> [PAGE EXTRACT]

>>>>>

It appears the inability to delete MX records is a bug that is
specific to 32-bit Linux. I am able to duplicate this behavior and
error (can create but not delete MX records) on a clean
install/provision using any version of Samba4 and CentOS 6.x or Ubuntu
12.04. I actually stumbled on this problem - while troubleshooting, I
just happened to restore to a 64-bit Linux VM and it worked. I
originally deployed Samba4 in a VM, later moving it to a physical, 32
bit server. I never noticed this problem because I never tried
deleting an MX record - I'm only doing it now for troubleshooting
purposes. If any is running S4 on 32-bit Linux, please try creating
and deleting an MX record to see if you can duplicate what I am
seeing. I will open a bug for this after a little more testing.

Back to the original problem  (clients not updating), restoring to a
64-bit VM did not help. However, I temporarily reverted to internal
DNS as a test, and clients could then update DNS. This is not
currently a viable solution since internal DNS does not support MX or
CNAME records, but it does let me know that the problem is specific to
BIND9_DLZ. Running bind in debugging, I see the following output:

28-Mar-2013 08:26:15.759 failed gss_inquire_cred: GSSAPI error: Major
= Unspecified GSS failure.  Minor code may provide more information,
Minor = Success.
28-Mar-2013 08:26:15.760 failed gss_accept_sec_context: GSSAPI error:
Major = Unspecified GSS failure.  Minor code may provide more
information, Minor = .
28-Mar-2013 08:26:15.760 process_gsstkey(): dns_tsigerror_badkey

Searching for this doesn't yield much. I see someone had the issue a
few years back and Andrew recommended upgrading to Bind 9.8, which I
am already running.

<<<<<

> [TASKS TO PERFORM]
a. Update the Samba4 DNS post starting at "28-Mar-2013 08:26:15.759 failed" and ending at "information, Minor = .", replacing "Unspecified GSS failure" with "Generic GSS failure".
b. According to the Samba4 DNS post, why is reverting to internal DNS not a workable fix for now, even though clients could update DNS with it?
Work solely from the Samba4 DNS post.

> [INFORMATION SHOWN]
>>>>>

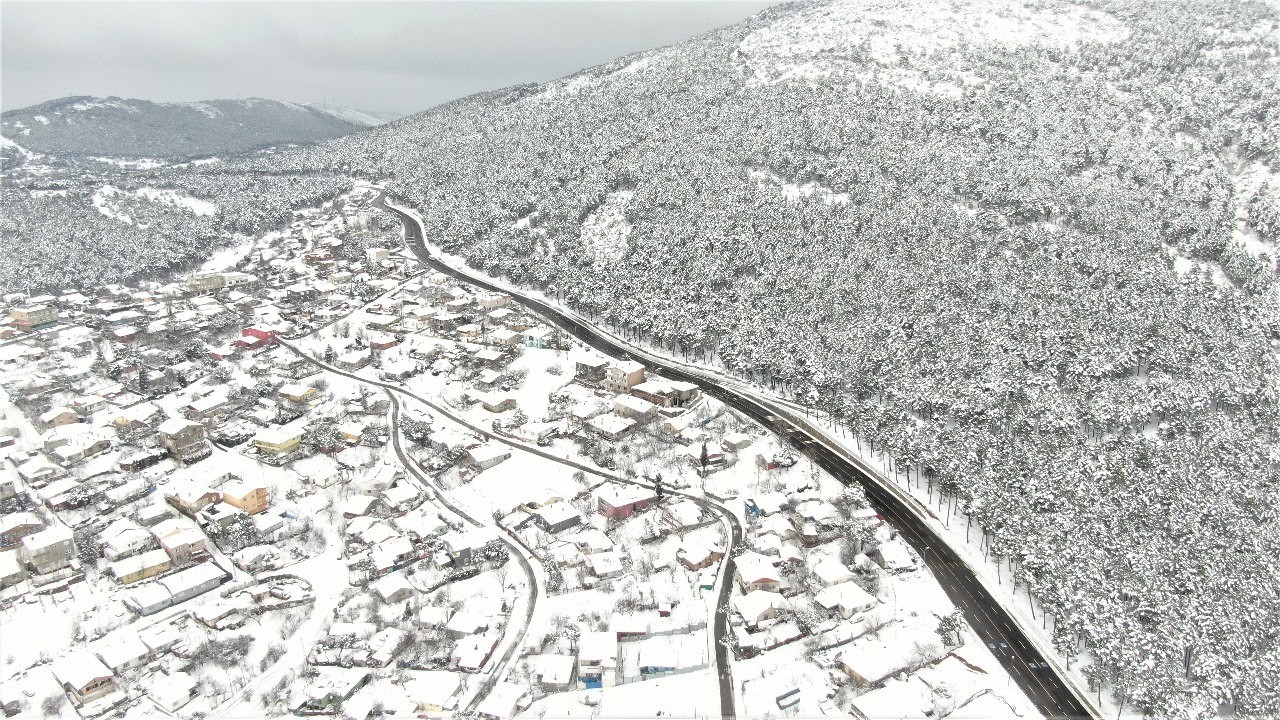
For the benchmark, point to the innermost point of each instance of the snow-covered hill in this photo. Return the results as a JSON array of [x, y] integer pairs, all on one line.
[[1025, 249], [1029, 249], [137, 128]]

<<<<<

> [EXERCISE SOLUTIONS]
a.
28-Mar-2013 08:26:15.759 failed gss_inquire_cred: GSSAPI error: Major
= Generic GSS failure.  Minor code may provide more information,
Minor = Success.
28-Mar-2013 08:26:15.760 failed gss_accept_sec_context: GSSAPI error:
Major = Generic GSS failure.  Minor code may provide more
information, Minor = .

b. Internal DNS does not support MX or CNAME records, so it is not currently a viable solution. The test was still useful because it showed that the client update problem is specific to BIND9_DLZ.